(Records from a collection)

*-*-*

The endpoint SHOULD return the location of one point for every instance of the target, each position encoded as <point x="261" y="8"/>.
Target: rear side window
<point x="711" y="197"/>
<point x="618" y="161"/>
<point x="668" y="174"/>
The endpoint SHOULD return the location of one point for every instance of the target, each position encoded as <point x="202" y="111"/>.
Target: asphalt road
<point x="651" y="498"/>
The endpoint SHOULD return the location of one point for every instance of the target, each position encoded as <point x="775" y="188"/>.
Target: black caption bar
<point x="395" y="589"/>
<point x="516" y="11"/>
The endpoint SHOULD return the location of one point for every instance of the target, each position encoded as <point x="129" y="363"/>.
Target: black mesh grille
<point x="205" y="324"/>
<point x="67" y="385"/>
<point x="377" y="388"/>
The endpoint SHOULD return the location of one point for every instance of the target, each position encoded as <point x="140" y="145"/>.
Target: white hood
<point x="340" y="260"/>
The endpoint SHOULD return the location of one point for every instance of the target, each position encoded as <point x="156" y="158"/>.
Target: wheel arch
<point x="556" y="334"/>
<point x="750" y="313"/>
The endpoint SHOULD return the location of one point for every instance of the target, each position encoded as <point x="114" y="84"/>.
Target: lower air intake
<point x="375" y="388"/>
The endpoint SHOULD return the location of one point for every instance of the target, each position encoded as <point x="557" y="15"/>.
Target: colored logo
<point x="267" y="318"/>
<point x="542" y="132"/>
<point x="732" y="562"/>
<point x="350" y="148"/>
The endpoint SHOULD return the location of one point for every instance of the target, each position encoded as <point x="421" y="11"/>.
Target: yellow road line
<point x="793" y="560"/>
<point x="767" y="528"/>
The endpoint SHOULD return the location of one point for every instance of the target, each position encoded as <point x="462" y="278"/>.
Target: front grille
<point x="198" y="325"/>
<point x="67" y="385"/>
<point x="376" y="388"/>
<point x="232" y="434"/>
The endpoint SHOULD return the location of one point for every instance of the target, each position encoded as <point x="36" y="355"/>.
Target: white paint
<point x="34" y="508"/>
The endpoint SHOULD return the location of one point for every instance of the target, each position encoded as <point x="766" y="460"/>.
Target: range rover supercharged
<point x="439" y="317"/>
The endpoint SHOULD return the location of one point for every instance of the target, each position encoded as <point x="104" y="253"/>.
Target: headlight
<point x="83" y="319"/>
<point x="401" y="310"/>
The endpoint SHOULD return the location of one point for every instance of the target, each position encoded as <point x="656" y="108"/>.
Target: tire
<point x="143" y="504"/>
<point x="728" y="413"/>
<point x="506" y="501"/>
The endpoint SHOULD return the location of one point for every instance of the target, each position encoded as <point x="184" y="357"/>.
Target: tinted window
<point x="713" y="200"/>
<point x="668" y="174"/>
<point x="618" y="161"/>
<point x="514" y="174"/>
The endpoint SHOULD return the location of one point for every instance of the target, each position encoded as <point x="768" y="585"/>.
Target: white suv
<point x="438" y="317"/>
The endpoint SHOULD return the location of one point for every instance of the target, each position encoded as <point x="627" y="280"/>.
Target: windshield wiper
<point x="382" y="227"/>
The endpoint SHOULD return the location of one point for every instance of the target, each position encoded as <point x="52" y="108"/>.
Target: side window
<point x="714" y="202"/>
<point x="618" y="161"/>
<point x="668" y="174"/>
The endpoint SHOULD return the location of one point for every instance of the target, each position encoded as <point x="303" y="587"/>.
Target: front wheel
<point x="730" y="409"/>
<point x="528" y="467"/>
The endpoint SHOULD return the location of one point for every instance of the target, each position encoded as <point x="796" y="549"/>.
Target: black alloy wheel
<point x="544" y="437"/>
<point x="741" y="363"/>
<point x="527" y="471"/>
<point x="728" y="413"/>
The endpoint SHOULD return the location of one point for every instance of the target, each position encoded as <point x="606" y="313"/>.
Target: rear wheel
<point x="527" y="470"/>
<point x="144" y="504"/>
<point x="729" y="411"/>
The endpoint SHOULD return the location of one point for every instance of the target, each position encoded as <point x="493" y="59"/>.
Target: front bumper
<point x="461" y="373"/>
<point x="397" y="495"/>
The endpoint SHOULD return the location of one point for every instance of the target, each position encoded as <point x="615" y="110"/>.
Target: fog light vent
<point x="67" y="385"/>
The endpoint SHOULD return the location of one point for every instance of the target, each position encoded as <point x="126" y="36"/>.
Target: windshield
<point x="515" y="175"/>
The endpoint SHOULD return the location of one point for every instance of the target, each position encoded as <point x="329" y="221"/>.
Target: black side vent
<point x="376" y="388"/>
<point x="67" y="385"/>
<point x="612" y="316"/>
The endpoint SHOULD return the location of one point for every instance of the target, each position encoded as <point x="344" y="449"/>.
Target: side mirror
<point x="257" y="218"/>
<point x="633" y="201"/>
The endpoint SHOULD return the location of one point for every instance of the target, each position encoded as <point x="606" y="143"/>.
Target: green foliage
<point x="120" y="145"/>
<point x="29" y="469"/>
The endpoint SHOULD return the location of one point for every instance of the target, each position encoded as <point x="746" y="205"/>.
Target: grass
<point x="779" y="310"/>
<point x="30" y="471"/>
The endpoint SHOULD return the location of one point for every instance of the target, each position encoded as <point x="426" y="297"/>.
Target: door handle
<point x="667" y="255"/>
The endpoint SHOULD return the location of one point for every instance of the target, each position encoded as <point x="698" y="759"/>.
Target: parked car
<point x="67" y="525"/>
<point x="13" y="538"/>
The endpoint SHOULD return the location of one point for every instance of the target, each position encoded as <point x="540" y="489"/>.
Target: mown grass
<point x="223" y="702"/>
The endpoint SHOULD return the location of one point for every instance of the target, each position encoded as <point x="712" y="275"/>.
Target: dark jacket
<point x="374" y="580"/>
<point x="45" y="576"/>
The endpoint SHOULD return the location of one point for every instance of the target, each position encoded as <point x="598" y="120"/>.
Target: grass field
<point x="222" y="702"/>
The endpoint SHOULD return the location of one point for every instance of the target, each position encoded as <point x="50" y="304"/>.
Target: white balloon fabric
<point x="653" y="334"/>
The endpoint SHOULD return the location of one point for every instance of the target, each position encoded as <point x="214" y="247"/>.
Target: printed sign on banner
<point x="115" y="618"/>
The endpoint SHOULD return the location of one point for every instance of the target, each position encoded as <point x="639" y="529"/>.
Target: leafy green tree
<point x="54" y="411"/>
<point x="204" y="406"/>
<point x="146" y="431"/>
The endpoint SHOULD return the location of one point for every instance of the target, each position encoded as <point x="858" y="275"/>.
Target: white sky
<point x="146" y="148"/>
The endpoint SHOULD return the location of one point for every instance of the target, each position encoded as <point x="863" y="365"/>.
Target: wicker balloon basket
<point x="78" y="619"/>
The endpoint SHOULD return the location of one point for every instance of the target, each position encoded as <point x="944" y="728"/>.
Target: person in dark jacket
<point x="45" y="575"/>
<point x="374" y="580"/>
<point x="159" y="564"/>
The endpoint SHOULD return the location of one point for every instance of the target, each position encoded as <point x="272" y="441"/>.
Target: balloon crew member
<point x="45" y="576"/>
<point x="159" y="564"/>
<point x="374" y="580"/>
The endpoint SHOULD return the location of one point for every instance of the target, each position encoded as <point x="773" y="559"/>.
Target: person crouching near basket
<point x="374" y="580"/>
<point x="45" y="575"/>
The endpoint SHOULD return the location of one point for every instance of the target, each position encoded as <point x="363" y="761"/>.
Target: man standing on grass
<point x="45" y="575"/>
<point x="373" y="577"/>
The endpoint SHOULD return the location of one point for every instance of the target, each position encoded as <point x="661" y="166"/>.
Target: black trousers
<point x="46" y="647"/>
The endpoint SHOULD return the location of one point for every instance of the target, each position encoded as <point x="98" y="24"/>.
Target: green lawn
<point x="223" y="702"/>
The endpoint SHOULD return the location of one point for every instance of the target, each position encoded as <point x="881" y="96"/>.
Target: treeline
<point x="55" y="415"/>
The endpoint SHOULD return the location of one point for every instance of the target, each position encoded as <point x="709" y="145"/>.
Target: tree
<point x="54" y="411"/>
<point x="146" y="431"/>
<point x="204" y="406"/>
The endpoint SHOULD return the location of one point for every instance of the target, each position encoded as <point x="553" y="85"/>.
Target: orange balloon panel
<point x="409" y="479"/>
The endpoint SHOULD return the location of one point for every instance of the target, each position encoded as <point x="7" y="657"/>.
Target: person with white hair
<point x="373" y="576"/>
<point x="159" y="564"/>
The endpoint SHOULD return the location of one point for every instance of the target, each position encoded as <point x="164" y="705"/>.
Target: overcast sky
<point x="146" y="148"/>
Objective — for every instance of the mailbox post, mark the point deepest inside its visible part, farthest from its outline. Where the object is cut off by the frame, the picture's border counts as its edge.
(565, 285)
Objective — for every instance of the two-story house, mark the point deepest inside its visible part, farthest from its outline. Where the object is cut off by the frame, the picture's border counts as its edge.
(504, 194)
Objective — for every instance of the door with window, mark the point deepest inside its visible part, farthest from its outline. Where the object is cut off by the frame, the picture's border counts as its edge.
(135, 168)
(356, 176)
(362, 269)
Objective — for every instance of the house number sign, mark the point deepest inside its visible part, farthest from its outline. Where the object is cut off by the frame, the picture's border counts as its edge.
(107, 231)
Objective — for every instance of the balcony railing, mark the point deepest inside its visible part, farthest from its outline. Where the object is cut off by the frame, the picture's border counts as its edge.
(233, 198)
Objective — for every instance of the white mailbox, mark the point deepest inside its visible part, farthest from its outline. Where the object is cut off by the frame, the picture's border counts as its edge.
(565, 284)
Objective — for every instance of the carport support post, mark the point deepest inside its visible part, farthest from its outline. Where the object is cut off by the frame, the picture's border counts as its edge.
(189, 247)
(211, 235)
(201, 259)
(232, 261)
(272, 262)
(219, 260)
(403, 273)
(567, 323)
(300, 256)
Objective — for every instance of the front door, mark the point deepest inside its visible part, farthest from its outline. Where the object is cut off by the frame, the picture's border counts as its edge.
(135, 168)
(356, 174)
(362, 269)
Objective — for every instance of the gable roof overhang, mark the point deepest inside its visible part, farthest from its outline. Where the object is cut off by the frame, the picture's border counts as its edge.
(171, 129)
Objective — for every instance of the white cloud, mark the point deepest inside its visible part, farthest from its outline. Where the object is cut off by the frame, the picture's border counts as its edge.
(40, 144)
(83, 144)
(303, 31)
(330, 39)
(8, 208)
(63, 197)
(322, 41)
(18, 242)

*-*-*

• **What to do**: What are the lines from the one with "Objective — for every instance of the white cloud, mark" through the end of the records above? Set them down exactly, both ends included, and nothing else.

• **Reply to the exercise**:
Objective — for every instance of the white cloud, mark the point deepest inside its visible part, farthest from its outline. Where the object is cut off by the frame, the picture's border counts as its edge.
(40, 144)
(83, 144)
(303, 31)
(330, 39)
(8, 208)
(63, 197)
(322, 41)
(18, 242)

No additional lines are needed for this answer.